● Given information
········
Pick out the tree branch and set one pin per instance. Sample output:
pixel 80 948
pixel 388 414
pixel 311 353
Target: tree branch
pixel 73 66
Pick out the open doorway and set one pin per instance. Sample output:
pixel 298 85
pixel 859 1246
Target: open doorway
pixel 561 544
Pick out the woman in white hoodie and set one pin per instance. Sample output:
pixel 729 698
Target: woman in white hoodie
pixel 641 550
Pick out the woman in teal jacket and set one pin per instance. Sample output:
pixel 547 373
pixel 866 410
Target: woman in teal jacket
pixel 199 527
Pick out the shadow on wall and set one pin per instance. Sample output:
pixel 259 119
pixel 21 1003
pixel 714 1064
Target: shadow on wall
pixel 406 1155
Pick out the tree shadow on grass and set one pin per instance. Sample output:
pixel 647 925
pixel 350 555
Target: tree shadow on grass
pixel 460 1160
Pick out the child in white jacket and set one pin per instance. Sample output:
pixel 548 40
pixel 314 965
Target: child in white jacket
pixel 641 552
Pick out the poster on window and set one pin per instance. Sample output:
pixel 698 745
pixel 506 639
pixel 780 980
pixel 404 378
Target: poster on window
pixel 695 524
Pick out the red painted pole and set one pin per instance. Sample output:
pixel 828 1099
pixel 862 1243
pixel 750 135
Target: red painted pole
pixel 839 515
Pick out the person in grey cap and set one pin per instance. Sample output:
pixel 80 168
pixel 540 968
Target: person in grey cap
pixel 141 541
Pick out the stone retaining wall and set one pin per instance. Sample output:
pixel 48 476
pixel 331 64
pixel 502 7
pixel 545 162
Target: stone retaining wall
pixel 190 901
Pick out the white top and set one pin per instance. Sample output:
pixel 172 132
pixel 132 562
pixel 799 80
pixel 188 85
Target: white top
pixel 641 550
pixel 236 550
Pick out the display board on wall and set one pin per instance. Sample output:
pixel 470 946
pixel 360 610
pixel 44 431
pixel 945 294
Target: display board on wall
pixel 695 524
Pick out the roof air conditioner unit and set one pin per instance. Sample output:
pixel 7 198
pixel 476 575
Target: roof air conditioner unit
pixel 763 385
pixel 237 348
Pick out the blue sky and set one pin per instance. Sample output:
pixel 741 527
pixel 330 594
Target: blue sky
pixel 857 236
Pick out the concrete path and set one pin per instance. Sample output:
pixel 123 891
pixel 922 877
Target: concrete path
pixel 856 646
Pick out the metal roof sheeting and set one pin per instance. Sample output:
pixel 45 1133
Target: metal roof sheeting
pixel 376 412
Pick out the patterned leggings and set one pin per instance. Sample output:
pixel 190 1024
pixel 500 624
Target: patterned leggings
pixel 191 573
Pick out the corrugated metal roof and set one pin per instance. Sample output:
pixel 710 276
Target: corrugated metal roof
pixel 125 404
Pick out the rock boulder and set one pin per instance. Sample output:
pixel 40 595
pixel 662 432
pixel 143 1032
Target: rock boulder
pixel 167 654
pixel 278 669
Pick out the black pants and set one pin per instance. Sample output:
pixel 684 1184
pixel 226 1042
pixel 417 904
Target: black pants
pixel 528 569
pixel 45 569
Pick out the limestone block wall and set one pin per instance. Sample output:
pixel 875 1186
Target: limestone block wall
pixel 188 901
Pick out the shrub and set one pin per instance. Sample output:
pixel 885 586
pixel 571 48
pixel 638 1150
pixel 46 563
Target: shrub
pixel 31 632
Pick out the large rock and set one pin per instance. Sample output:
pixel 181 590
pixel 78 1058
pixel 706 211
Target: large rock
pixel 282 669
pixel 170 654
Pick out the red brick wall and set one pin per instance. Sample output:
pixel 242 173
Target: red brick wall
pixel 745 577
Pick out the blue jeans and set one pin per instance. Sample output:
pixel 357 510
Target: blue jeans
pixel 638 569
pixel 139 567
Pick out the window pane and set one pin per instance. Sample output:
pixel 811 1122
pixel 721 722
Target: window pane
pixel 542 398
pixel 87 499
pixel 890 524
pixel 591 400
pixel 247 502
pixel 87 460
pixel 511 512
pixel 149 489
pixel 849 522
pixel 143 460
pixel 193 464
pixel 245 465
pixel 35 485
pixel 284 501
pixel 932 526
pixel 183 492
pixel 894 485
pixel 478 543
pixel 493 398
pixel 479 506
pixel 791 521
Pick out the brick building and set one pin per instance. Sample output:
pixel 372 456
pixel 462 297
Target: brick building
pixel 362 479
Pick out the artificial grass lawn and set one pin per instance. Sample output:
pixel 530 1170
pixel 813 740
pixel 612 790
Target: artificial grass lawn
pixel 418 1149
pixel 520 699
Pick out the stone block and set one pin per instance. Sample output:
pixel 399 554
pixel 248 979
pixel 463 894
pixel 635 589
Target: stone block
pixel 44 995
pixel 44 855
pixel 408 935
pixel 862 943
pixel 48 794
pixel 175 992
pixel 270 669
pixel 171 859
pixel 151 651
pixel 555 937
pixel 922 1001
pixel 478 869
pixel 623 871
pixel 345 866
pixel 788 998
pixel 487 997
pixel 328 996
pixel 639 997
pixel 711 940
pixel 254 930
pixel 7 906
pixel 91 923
········
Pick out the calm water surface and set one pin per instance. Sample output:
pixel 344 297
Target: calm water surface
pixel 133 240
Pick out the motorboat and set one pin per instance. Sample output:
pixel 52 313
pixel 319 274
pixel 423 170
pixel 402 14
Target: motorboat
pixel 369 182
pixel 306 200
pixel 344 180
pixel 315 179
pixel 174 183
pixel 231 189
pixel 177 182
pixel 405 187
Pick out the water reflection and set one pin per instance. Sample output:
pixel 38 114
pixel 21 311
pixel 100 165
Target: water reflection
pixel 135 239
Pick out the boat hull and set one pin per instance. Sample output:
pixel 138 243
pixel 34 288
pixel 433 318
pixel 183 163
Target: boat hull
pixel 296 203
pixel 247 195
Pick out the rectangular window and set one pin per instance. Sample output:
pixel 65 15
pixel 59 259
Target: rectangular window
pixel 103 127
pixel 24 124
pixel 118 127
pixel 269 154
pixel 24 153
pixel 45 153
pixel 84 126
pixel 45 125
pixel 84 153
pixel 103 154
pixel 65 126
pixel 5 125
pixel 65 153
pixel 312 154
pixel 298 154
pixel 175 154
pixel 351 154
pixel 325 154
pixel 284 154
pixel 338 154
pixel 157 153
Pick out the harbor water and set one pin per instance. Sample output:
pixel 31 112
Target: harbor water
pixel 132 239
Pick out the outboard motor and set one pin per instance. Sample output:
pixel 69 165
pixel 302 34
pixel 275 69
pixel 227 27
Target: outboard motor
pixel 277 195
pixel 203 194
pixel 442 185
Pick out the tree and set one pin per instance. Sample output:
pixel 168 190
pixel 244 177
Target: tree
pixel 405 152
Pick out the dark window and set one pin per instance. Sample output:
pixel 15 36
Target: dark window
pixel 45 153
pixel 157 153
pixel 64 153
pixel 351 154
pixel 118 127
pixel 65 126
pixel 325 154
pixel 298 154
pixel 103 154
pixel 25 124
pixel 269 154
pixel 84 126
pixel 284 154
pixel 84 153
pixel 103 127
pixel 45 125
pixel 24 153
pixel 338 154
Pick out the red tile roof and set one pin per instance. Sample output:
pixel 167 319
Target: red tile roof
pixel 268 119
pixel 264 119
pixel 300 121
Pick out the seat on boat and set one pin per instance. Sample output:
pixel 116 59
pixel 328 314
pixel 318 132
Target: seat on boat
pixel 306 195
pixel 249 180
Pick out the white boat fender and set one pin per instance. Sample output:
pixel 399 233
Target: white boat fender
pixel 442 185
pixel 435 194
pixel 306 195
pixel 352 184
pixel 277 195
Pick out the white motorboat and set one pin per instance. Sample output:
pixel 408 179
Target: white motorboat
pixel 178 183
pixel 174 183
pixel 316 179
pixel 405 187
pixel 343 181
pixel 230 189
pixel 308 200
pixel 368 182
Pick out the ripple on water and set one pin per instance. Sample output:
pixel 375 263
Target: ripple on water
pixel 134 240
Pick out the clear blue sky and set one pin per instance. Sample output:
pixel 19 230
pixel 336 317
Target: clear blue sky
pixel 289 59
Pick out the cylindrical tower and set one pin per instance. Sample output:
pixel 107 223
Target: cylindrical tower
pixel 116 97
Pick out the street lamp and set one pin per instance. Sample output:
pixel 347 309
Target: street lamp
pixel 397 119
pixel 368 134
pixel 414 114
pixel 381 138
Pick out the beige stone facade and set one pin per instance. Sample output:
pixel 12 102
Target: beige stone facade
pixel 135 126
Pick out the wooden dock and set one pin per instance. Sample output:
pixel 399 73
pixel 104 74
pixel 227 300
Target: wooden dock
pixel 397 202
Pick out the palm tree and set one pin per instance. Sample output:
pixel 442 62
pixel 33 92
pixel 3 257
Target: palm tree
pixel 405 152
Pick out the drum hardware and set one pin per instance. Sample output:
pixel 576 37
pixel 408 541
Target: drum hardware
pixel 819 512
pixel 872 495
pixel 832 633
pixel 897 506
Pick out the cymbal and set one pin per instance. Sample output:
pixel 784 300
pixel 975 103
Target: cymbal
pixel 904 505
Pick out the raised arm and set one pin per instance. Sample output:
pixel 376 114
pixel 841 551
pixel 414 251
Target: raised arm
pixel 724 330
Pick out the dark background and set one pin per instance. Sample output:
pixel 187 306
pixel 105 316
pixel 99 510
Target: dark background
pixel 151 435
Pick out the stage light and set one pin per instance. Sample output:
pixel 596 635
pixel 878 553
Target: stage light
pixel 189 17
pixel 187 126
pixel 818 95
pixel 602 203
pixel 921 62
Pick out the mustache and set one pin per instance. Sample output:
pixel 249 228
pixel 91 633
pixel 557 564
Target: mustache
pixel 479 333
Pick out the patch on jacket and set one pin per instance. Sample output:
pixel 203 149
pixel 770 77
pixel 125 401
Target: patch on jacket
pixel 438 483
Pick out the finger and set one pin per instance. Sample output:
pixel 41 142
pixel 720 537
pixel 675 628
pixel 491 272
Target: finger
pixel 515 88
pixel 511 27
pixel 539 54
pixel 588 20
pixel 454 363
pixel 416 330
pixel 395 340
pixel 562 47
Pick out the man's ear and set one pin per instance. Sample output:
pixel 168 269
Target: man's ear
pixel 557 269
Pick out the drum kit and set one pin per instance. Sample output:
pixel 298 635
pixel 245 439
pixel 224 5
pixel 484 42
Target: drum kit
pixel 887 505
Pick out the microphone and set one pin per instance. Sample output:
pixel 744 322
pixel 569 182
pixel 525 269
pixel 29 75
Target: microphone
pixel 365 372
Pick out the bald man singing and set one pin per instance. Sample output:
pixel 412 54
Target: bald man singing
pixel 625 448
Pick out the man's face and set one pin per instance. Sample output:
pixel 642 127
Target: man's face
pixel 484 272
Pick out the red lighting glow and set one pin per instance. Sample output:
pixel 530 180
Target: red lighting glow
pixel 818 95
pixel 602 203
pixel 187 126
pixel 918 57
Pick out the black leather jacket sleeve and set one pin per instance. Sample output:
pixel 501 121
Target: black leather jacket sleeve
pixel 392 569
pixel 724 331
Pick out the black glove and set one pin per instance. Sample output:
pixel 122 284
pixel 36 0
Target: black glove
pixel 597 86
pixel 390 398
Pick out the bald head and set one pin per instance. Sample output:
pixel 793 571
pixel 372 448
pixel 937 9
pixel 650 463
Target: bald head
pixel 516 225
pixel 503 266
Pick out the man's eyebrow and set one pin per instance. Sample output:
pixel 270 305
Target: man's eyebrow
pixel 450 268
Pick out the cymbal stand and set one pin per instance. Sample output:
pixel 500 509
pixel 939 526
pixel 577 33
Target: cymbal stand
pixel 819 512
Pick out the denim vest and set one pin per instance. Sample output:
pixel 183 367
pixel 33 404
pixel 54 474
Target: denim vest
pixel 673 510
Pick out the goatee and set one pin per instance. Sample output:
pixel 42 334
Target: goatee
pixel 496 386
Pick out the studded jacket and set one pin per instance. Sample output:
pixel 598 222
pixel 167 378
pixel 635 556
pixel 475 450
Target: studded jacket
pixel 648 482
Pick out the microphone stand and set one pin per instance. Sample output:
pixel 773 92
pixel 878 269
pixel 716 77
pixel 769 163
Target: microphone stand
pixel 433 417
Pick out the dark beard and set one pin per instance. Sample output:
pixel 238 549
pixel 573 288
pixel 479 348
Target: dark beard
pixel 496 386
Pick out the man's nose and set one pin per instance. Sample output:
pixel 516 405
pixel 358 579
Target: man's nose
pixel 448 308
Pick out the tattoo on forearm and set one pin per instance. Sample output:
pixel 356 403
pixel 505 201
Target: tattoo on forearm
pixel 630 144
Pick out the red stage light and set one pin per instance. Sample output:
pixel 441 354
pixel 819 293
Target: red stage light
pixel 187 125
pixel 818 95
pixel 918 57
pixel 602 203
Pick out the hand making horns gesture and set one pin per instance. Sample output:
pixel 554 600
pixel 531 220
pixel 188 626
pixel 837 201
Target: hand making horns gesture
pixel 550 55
········
● Task details
Starting with the line containing "Pick out the display" and going on through the line containing "pixel 278 669", output only those lines as a JSON list of strings, one string per line, with blank lines left out.

● Solution
[
  "Pick out the display board on wall and set one pin per instance. Sample output:",
  "pixel 470 946",
  "pixel 360 610",
  "pixel 44 431",
  "pixel 945 294",
  "Target: display board on wall",
  "pixel 695 524",
  "Pick out the roof air conditioner unit and set one pin per instance. Sample output:",
  "pixel 7 198",
  "pixel 476 575",
  "Target: roof air conditioner unit",
  "pixel 763 385",
  "pixel 237 348",
  "Pick out the blue sky and set one pin per instance. Sample output:",
  "pixel 741 527",
  "pixel 330 594",
  "Target: blue sky",
  "pixel 857 236",
  "Pick out the concrete path and set one pin per instance. Sample output:",
  "pixel 123 891",
  "pixel 922 877",
  "Target: concrete path",
  "pixel 856 646",
  "Pick out the metal roof sheeting and set one pin per instance. Sample output:",
  "pixel 45 1133",
  "Target: metal roof sheeting",
  "pixel 376 412",
  "Pick out the patterned leggings and set one pin per instance. Sample output:",
  "pixel 190 1024",
  "pixel 500 624",
  "Target: patterned leggings",
  "pixel 191 573",
  "Pick out the corrugated metal roof and set one pin per instance. Sample output:",
  "pixel 710 276",
  "Target: corrugated metal roof",
  "pixel 125 404",
  "Pick out the rock boulder and set one pin per instance. Sample output:",
  "pixel 40 595",
  "pixel 662 432",
  "pixel 143 1032",
  "Target: rock boulder",
  "pixel 167 654",
  "pixel 278 669"
]